*What to work on*.
A. Copy the reply about the IPMI timer race word for word, from "On 8/28/19 6:32" to "timer_running = true.".
B. In the reply about the IPMI timer race, what does stop_timer_and_thread() call only when timer_running is true?
C. Give a three-sentence summary of the reply about the IPMI timer race.

>> BEGIN Quoted text

Re: [PATCH 0/1] Fix race in ipmi timer cleanup

From: Jes Sorensen
Date: Wed Aug 28 2019 - 20:53:54 EST


On 8/28/19 6:32 PM, Corey Minyard wrote:
> On Wed, Aug 28, 2019 at 04:36:24PM -0400, Jes Sorensen wrote:
>> From: Jes Sorensen <jsorensen@xxxxxx>
>>
>> I came across this in 4.16, but I believe the bug is still present
>> in current 5.x, even if it is less likely to trigger.
>>
>> Basially stop_timer_and_thread() only calls del_timer_sync() if
>> timer_running == true. However smi_mod_timer enables the timer before
>> setting timer_running = true.
>
> All the modifications/checks for timer_running should be done under
> the si_lock. It looks like a lock is missing in shutdown_smi(),
> probably starting before setting interrupt_disabled to true and
> after stop_timer_and_thread. I think that is the right fix for
> this problem.

Hi Corey,

I agree a spin lock could deal with this specific issue too, but calling
del_timer_sync() is safe to call on an already disabled timer. The whole
flagging of timer_running really doesn't make much sense in the first
place either.

As for interrupt_disabled that is even worse. There's multiple places in
the code where interrupt_disabled is checked, some of them are not
protected by a spin lock, including shutdown_smi() where you have this
sequence:

while (smi_info->curr_msg || (smi_info->si_state != SI_NORMAL)){
poll(smi_info);
schedule_timeout_uninterruptible(1);
}
if (smi_info->handlers)
disable_si_irq(smi_info);
while (smi_info->curr_msg || (smi_info->si_state != SI_NORMAL)){
poll(smi_info);
schedule_timeout_uninterruptible(1);
}

In this case you'll have to drop and retake the long several times.

You also have this call sequence which leads to disable_si_irq() which
checks interrupt_disabled:

flush_messages()
smi_event_handler()
handle_transaction_done()
handle_flags()
alloc_msg_handle_irq()
disable_si_irq()

{disable,enable}_si_irq() themselves are racy:

static inline bool disable_si_irq(struct smi_info *smi_info)
{
if ((smi_info->io.irq) && (!smi_info->interrupt_disabled)) {
smi_info->interrupt_disabled = true;

Basically interrupt_disabled need to be atomic here to have any value,
unless you ensure to have a spin lock around every access to it.

Cheers,
Jes

>> END Quoted text
>> BEGIN Material shown

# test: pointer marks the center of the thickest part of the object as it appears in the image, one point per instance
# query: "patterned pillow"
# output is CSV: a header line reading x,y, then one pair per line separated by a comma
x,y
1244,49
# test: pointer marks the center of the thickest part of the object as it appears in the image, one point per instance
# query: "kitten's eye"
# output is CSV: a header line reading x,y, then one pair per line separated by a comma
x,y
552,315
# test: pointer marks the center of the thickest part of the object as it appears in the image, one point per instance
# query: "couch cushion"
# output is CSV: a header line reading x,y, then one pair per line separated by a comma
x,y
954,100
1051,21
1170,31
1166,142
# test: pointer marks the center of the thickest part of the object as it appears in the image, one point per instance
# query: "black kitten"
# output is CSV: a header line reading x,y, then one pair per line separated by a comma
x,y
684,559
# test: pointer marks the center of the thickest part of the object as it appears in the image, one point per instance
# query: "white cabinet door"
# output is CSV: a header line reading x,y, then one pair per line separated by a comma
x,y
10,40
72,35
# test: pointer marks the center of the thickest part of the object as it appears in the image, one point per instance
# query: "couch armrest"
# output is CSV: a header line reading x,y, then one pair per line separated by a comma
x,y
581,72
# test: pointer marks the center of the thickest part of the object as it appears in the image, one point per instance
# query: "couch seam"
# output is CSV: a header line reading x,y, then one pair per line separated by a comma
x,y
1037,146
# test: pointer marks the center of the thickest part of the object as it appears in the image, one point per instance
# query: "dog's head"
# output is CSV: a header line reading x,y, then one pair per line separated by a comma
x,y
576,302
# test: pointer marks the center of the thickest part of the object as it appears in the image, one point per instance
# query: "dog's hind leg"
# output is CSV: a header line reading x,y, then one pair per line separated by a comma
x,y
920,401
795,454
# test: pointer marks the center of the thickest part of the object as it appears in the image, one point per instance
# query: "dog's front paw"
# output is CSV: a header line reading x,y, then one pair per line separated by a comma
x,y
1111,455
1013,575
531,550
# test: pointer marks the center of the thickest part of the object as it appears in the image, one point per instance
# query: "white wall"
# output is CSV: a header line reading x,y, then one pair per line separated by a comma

>> END Material shown

*Responses for each task*.
A.
On 8/28/19 6:32 PM, Corey Minyard wrote:
> On Wed, Aug 28, 2019 at 04:36:24PM -0400, Jes Sorensen wrote:
>> From: Jes Sorensen <jsorensen@xxxxxx>
>>
>> I came across this in 4.16, but I believe the bug is still present
>> in current 5.x, even if it is less likely to trigger.
>>
>> Basially stop_timer_and_thread() only calls del_timer_sync() if
>> timer_running == true. However smi_mod_timer enables the timer before
>> setting timer_running = true.

B. del_timer_sync()

C. The original bug report says stop_timer_and_thread() only calls del_timer_sync() when timer_running is true, while smi_mod_timer enables the timer before setting timer_running to true. Corey Minyard answered that the checks of timer_running should happen under the si_lock and that a lock seems to be missing in shutdown_smi(). Jes Sorensen agrees a spin lock could handle this case but notes that del_timer_sync() is safe on an already disabled timer, and he argues that interrupt_disabled is checked in places without a spin lock, so it needs to be atomic or locked at every access.